> [WORK TO BE COMPLETED]
Faithfully repeat each entry below, minus the pictures.

> [WORKING DATA]
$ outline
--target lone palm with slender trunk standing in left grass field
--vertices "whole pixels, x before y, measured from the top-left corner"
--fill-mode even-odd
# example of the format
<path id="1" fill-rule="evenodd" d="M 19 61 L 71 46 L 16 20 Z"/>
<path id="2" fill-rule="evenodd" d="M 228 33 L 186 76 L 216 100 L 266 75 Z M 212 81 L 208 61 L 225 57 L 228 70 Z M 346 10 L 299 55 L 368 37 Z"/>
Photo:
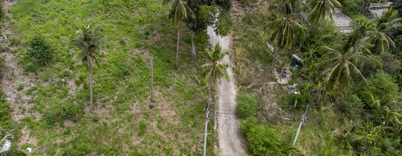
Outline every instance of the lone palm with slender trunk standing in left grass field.
<path id="1" fill-rule="evenodd" d="M 74 46 L 80 48 L 80 51 L 73 52 L 70 55 L 74 55 L 74 57 L 81 58 L 81 61 L 87 64 L 87 69 L 90 72 L 90 91 L 91 91 L 91 106 L 90 111 L 93 110 L 93 92 L 92 92 L 92 69 L 93 62 L 100 67 L 99 62 L 96 57 L 103 56 L 105 52 L 100 47 L 102 43 L 104 43 L 106 37 L 100 34 L 99 29 L 97 27 L 93 27 L 92 25 L 88 25 L 87 27 L 77 27 L 77 39 L 73 40 L 71 43 Z"/>

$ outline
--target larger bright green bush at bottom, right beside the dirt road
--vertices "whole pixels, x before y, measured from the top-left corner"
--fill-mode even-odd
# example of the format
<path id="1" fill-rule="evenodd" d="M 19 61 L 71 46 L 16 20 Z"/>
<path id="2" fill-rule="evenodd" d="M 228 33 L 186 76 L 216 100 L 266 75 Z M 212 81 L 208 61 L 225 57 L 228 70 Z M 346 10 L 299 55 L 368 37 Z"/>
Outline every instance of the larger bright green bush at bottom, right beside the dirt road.
<path id="1" fill-rule="evenodd" d="M 257 125 L 257 119 L 254 117 L 243 120 L 240 128 L 246 135 L 247 147 L 253 155 L 281 155 L 281 141 L 276 129 Z"/>

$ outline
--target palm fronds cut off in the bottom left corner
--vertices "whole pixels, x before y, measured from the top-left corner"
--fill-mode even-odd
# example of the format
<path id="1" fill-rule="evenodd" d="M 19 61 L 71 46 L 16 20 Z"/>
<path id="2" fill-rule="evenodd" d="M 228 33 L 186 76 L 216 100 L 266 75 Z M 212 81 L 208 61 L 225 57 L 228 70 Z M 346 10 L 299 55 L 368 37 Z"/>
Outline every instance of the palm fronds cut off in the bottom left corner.
<path id="1" fill-rule="evenodd" d="M 6 131 L 0 128 L 0 156 L 27 156 L 24 152 L 10 149 L 13 131 L 14 129 Z"/>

> [RESULT FOR THIS EXERCISE]
$ outline
--target lone palm with slender trunk standing in left grass field
--vertices "whole pixels, x before y, measured from the top-left corner"
--fill-mode even-odd
# example of the format
<path id="1" fill-rule="evenodd" d="M 19 61 L 71 46 L 16 20 Z"/>
<path id="2" fill-rule="evenodd" d="M 228 33 L 186 76 L 216 100 L 266 75 Z M 212 81 L 208 61 L 225 57 L 228 70 Z M 346 10 L 299 55 L 368 37 Z"/>
Photo:
Outline every instance of the lone palm with slender trunk standing in left grass field.
<path id="1" fill-rule="evenodd" d="M 74 46 L 80 48 L 80 51 L 73 52 L 70 55 L 74 55 L 74 57 L 81 58 L 81 61 L 87 64 L 87 69 L 90 72 L 90 91 L 91 91 L 91 106 L 90 111 L 93 110 L 93 92 L 92 92 L 92 69 L 93 62 L 100 67 L 99 62 L 96 57 L 103 56 L 105 52 L 100 47 L 102 43 L 104 43 L 106 37 L 100 34 L 99 29 L 97 27 L 93 27 L 92 25 L 88 25 L 87 27 L 77 27 L 77 39 L 73 40 L 71 43 Z"/>

$ outline
--target larger bright green bush at bottom, right beside the dirt road
--vertices "whole pixels, x before y, measured from the top-left corner"
--fill-mode even-odd
# example of the format
<path id="1" fill-rule="evenodd" d="M 19 61 L 71 46 L 16 20 Z"/>
<path id="2" fill-rule="evenodd" d="M 228 33 L 186 76 L 216 100 L 266 75 Z M 212 81 L 208 61 L 225 57 L 228 70 Z M 346 10 L 299 55 L 368 37 Z"/>
Outline every instance of the larger bright green bush at bottom, right beside the dirt road.
<path id="1" fill-rule="evenodd" d="M 257 125 L 257 119 L 254 117 L 243 120 L 240 128 L 246 135 L 247 147 L 253 155 L 281 155 L 281 141 L 276 129 Z"/>

$ outline
--target palm fronds cut off in the bottom left corner
--vertices "whole pixels, x before y, measured from the top-left corner"
--fill-mode even-odd
# example of the format
<path id="1" fill-rule="evenodd" d="M 19 61 L 71 46 L 16 20 Z"/>
<path id="2" fill-rule="evenodd" d="M 228 33 L 186 76 L 216 100 L 266 75 Z M 212 81 L 208 61 L 225 57 L 228 70 Z M 346 10 L 299 55 L 368 37 Z"/>
Outline every instance of the palm fronds cut off in the bottom left corner.
<path id="1" fill-rule="evenodd" d="M 6 131 L 0 128 L 0 156 L 27 156 L 24 152 L 10 149 L 13 131 L 14 129 Z"/>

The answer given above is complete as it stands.